The Partnership's improved properties in the Tri-City Corporate Centre are as
follows:
Property Type Square Feet
- -------------------------- ---------------------------------- -----------
One Vanderbilt Four story office building 73,730
Two Vanderbilt Four story office building 69,046
Carnegie Business Center I Two R & D buildings 62,539
Service Retail Center Two retail buildings 20,780
Promotional Retail Center Four strip center retail buildings 66,265
Inland Regional Center Two story office building 81,079
TGI Friday's Restaurant 9,386
Circuit City Retail building 39,123
Office Max Retail building 23,500
Mimi's Cafe Restaurant 6,455
Remaining Properties
The Partnership's Remaining Properties consist of approximately 24.8 acres of
undeveloped, commercially zoned land in Lake Elsinore, Riverside County,
California ("Lake Elsinore Plaza") and the remaining two parcels (approximately
1.8 acres) of undeveloped, commercially zoned land in Temecula, Riverside
County, California ("Rancon Towne Village"). The Lake Elsinore Plaza and the
Rancon Towne Village properties are reflected as land held for sale in the
accompanying consolidated balance sheets.
On October 6, 1999, the Partnership entered into a contract with an unaffiliated
third party buyer for the sale of one of the two Rancon Towne Village parcels
for $348,589. The sale is expected to close in December 1999. Additionally, on
October 13, 1999, the Partnership executed a letter of intent with an
unaffiliated third party buyer for the sale of Lake Elsinore Plaza for
$2,600,000. The sale is expected to close in February 2000. The sale of a Rancon
Towne Village parcel and the Lake Elsinore Plaza is subject to the completion of
due diligence, property inspections and other contingencies. Thus, there is no
assurance that the sales will be completed.
RESULTS OF OPERATIONS
Revenues
Rental income decreased $241,000, or 5%, during the nine months ended September
30, 1999, compared to the nine months ended September 30, 1998, primarily as a
result of the loss of rental income due to the June 1998 sale of Shadowridge
Woodbend Apartments ("Shadowridge"). This decrease in rental revenue was
partially offset by an increase due to the commencement of operations of Office
Max and Mimi's Cafe in October 1998 and January 1999, respectively, and the
overall increase in occupancy at the Tri-City Properties. Rental income
increased $129,000, or 9%, during the three months ended September 30, 1999,
compared to the three months ended September 30, 1998, primarily due to the
commencement of operations at Office Max and Mimi's Cafe and the overall
increase in occupancy at the Tri-City Properties.

▶ Record excerpts:

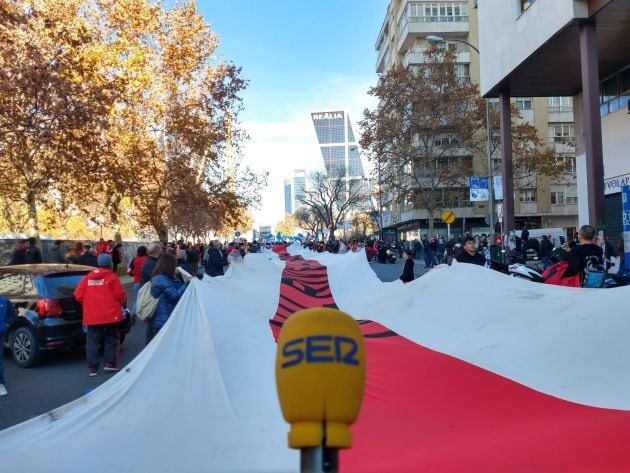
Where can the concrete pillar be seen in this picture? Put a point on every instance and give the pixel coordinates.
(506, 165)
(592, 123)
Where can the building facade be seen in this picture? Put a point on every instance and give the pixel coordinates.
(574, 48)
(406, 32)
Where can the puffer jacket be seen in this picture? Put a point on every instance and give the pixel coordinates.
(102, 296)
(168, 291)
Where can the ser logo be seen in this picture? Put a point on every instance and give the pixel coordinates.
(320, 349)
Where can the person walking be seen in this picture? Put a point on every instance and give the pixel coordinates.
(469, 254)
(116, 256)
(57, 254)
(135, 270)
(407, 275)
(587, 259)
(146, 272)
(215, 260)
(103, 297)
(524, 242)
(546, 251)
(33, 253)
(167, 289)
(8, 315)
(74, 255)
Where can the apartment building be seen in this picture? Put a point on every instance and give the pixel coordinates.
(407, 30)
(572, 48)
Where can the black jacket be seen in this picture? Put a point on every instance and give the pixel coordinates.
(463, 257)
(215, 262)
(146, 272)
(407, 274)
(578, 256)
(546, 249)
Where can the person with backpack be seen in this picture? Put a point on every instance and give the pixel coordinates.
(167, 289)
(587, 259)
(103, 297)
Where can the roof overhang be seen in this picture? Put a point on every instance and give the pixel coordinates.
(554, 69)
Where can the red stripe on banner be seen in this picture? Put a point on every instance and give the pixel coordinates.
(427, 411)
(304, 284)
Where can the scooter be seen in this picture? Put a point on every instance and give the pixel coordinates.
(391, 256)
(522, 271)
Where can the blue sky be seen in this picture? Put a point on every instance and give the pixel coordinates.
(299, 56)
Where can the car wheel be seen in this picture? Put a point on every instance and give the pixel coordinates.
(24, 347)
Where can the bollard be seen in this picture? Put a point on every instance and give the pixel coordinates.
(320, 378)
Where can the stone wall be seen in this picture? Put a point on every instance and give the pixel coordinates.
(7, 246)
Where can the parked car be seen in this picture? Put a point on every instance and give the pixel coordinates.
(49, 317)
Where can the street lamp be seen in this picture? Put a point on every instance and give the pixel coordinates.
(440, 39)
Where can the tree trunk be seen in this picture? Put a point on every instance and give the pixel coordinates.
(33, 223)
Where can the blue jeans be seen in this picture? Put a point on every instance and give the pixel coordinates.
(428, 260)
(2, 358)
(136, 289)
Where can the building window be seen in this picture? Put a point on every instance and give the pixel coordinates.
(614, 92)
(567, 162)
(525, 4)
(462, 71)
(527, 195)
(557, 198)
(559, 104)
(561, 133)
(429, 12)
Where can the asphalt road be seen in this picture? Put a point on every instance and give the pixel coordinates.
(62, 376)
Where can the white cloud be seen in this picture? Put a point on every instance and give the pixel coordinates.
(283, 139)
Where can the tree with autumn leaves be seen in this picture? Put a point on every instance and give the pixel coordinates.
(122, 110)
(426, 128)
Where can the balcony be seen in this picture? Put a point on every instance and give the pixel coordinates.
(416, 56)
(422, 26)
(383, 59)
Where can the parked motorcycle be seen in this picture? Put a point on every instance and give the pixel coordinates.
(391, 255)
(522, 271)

--

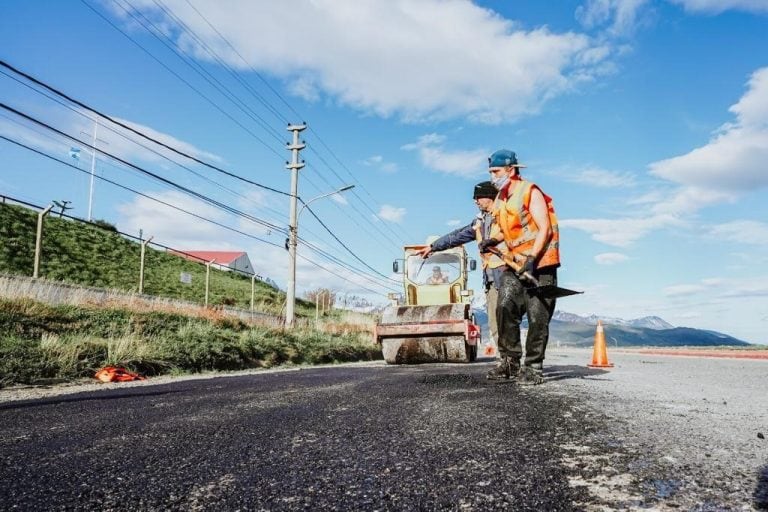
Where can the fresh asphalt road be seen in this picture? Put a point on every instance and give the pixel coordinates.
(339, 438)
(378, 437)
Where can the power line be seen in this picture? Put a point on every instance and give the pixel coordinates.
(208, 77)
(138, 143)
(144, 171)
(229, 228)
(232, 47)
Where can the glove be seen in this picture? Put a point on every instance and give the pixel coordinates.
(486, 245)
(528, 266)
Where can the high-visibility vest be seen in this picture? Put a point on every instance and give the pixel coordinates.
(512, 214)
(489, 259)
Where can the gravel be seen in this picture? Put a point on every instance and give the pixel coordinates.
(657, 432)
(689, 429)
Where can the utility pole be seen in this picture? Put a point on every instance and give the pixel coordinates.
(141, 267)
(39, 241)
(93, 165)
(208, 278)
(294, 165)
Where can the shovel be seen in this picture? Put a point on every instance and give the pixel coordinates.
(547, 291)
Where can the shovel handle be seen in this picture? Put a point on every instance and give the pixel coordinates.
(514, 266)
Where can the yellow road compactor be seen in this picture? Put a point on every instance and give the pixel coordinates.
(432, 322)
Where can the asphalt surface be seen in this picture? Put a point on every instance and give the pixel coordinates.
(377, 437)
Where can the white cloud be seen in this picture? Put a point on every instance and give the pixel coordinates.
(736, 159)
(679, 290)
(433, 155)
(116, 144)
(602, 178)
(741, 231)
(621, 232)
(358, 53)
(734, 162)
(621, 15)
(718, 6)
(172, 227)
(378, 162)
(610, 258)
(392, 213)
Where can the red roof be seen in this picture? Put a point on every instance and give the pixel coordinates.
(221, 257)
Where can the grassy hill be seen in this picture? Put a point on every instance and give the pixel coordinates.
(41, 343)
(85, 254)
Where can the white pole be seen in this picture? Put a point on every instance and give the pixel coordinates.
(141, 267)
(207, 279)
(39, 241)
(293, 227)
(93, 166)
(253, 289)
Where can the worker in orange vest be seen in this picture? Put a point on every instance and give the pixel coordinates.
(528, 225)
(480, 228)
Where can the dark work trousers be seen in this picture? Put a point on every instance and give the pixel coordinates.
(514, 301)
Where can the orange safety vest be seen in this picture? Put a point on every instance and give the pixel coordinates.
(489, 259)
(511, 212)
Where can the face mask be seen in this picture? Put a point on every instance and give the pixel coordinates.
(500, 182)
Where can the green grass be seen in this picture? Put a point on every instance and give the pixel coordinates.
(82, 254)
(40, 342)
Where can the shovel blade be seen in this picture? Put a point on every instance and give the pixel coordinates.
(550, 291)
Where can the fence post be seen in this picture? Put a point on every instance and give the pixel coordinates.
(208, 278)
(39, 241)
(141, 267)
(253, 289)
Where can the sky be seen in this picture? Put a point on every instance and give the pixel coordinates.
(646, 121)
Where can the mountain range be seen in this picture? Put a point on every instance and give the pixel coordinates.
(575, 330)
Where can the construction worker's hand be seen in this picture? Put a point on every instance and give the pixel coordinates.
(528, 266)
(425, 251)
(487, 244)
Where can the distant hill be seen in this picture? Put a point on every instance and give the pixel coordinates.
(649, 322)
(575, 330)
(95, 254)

* * *

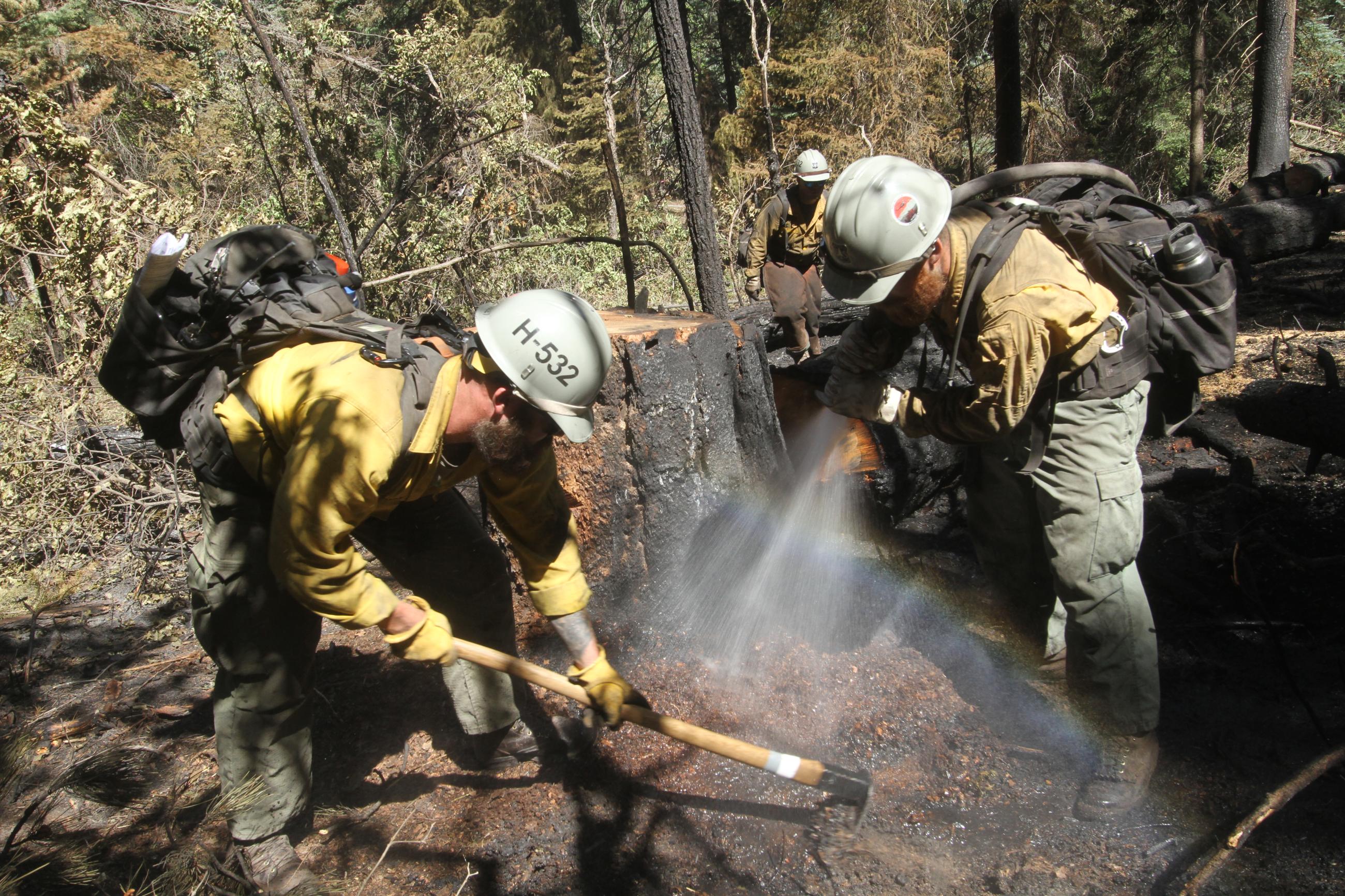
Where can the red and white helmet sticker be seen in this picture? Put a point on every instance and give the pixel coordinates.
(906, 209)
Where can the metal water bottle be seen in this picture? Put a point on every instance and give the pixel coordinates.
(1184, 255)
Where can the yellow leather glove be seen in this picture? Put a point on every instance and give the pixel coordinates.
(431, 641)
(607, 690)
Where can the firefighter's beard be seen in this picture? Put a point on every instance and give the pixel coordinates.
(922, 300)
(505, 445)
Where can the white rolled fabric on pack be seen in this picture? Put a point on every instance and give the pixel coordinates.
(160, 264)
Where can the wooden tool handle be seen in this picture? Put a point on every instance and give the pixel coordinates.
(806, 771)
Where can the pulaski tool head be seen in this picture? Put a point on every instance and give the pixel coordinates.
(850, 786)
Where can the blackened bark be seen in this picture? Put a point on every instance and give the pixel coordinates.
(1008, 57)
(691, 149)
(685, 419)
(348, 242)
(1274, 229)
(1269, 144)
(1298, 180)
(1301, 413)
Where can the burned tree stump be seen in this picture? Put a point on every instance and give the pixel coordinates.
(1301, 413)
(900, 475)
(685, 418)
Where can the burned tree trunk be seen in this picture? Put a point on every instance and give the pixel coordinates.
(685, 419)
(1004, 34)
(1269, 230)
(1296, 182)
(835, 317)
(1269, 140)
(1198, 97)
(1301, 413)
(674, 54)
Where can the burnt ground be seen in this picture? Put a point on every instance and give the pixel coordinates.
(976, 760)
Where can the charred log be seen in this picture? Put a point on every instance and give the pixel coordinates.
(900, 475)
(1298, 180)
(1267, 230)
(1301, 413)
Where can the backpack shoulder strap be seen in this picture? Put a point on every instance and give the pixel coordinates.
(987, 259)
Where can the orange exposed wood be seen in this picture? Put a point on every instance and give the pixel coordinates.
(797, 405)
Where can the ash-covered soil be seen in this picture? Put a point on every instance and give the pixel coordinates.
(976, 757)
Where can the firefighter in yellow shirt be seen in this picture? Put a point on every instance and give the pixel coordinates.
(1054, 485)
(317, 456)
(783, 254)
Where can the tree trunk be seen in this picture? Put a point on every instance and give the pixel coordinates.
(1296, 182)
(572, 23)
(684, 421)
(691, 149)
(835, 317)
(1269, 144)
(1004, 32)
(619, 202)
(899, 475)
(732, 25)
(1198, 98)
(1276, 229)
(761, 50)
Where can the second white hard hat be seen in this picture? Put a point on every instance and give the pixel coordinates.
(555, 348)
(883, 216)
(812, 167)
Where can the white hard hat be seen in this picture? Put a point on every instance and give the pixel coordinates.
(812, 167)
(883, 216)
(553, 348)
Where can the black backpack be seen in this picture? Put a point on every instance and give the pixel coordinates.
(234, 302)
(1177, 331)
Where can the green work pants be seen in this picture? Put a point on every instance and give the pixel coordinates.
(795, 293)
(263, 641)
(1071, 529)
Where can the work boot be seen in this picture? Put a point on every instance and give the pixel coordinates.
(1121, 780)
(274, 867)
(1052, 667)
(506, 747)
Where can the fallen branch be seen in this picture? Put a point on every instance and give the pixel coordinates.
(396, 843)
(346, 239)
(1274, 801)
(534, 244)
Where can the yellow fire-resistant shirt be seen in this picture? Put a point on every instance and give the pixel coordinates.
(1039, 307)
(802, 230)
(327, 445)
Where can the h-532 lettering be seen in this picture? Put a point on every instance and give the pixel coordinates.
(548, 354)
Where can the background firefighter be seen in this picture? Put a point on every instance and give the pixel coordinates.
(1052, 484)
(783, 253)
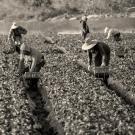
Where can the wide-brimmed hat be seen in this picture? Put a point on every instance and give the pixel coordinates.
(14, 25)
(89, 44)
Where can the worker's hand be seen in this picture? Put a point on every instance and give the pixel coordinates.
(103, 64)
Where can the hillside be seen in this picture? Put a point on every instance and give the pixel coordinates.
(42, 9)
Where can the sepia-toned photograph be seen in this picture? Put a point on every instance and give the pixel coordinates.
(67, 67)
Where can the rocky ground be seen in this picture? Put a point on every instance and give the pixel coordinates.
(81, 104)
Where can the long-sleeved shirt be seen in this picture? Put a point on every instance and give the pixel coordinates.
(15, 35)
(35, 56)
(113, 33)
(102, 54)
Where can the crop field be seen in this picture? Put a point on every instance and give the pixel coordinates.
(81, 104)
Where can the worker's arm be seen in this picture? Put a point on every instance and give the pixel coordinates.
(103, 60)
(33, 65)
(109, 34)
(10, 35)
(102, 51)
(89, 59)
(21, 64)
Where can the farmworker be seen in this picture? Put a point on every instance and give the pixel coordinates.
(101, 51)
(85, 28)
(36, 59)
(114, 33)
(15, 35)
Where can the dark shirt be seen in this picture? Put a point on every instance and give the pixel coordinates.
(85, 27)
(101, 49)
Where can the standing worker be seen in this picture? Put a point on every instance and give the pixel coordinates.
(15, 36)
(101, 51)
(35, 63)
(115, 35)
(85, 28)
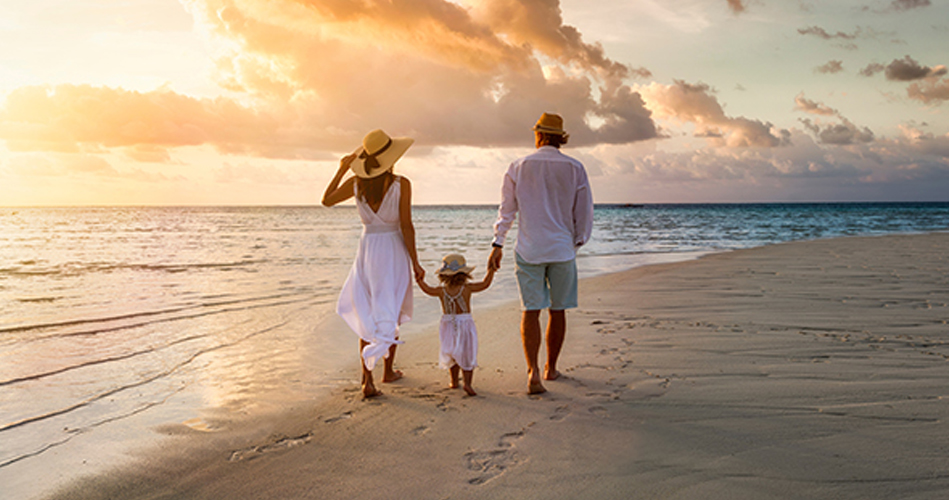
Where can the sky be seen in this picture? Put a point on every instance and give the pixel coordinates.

▶ Written request:
Continue the report on the Partnership's Tri-City properties and operating results, starting right after its final sentence on rental income for the three months ended September 30, 1999.

▶ In response:
Page 16 of 21
<PAGE>
Occupancy rates at the Partnership's Tri-City Properties as of September 30,
1999 and 1998 were as follows:
September 30,
-----------------
1999 1998
------- -------
One Vanderbilt 88% 91%
Two Vanderbilt 100% 93%
Service Retail Center 100% 95%
Carnegie Business Center I 77% 72%
Promotional Retail Center 100% 98%
Inland Regional Center 100% 100%
TGI Friday's 100% 100%
Circuit City 100% 100%
Office Max (commenced October 1998) 100% N/A
Mimi's Cafe (commenced January 1999) 100% N/A
As of September 30, 1999, tenants at the Tri-City Properties occupying
substantial portions of leased rental space included: (i) Inland Empire Health
Plan with a lease through March 2002; (ii) CompUSA with a lease through August
2003; (iii) ITT Educational Services with a lease through December 2004; (iv)
PetsMart with a lease through January 2009; (v) Inland Regional Center with a
lease through July 2009; (vi) Circuit City with a lease through January 2018;
and (vii) Office Max with a lease through October 2013. These seven tenants, in
the aggregate, occupied approximately 269,000 square feet of the 452,000 total
leasable square feet at Tri-City and accounted for approximately 56% of the
total rental income of the Partnership during the third quarter of 1999.
The 7 percentage point increase in occupancy from September 30, 1998 to
September 30, 1999 at Two Vanderbilt is attributed to the expansion of an
existing tenant's leased space.
The 5 percentage point increase in occupancy from September 30, 1998 to
September 30, 1999 at Service Retail Center is attributed to the leasing of
2,574 square feet of previously vacant space to three new tenants.
The 5 percentage point increase in occupancy from September 30, 1998 to
September 30, 1999 at Carnegie Business Center I is attributed to the leasing of
4,122 square feet of previously vacant space to two new tenants. Management is
currently negotiating lease expansion with two existing tenants for a total of
6,049 square feet of space. Management is also negotiating lease terms with a
prospective tenant for approximately 9,700 square feet of space.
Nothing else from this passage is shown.